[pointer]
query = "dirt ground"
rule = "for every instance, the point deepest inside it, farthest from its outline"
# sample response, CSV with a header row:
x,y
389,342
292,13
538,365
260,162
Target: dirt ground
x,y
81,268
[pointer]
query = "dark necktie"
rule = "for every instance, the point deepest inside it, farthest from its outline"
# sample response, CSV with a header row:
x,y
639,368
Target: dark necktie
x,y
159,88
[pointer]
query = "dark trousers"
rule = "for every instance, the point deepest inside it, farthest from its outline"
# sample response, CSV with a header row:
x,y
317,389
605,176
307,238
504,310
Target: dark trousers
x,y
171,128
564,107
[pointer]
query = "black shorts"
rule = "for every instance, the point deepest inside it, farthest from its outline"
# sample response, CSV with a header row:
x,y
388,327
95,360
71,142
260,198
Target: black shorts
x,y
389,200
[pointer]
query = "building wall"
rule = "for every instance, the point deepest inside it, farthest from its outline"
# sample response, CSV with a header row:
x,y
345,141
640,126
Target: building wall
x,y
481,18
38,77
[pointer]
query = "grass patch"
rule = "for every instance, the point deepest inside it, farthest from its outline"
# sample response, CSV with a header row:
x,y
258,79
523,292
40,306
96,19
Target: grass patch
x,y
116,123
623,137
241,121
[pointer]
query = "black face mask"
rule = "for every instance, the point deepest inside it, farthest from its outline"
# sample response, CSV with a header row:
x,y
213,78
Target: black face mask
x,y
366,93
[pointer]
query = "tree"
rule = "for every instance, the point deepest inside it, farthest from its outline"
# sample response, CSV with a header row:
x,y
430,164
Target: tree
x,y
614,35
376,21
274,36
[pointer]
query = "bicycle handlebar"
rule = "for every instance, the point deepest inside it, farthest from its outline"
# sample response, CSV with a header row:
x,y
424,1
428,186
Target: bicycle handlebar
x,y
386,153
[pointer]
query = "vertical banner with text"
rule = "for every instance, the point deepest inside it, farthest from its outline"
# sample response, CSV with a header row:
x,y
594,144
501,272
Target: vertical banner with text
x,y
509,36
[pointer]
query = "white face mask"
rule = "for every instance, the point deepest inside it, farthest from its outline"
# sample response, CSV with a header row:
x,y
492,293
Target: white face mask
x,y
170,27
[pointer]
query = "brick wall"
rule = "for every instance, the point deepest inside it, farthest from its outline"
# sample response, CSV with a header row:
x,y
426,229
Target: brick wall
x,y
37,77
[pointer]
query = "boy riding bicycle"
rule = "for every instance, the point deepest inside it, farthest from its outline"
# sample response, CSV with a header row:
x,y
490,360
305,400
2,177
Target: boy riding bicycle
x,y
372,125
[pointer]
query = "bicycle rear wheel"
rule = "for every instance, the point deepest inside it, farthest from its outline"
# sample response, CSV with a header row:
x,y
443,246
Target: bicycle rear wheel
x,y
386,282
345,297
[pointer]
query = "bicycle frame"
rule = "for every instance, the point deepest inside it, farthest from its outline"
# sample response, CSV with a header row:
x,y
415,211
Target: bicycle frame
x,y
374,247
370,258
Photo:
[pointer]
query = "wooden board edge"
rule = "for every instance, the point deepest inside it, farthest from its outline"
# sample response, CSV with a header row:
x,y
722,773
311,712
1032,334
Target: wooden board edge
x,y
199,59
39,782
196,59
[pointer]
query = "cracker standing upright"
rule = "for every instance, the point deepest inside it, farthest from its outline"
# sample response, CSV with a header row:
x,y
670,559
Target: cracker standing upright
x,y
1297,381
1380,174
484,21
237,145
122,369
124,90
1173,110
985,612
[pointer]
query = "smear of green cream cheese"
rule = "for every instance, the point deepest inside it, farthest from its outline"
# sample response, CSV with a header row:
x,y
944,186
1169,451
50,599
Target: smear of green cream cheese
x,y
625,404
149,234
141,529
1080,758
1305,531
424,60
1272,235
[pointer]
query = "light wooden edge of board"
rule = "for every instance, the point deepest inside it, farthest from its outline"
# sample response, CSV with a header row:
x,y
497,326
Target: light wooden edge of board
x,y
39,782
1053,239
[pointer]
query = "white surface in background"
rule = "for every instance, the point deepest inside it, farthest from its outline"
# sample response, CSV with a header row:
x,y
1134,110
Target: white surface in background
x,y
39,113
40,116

■ Problem to solve ■
How many lines in the records above contain the string "wheel"? Reply with the number alone.

■ Result of the task ■
2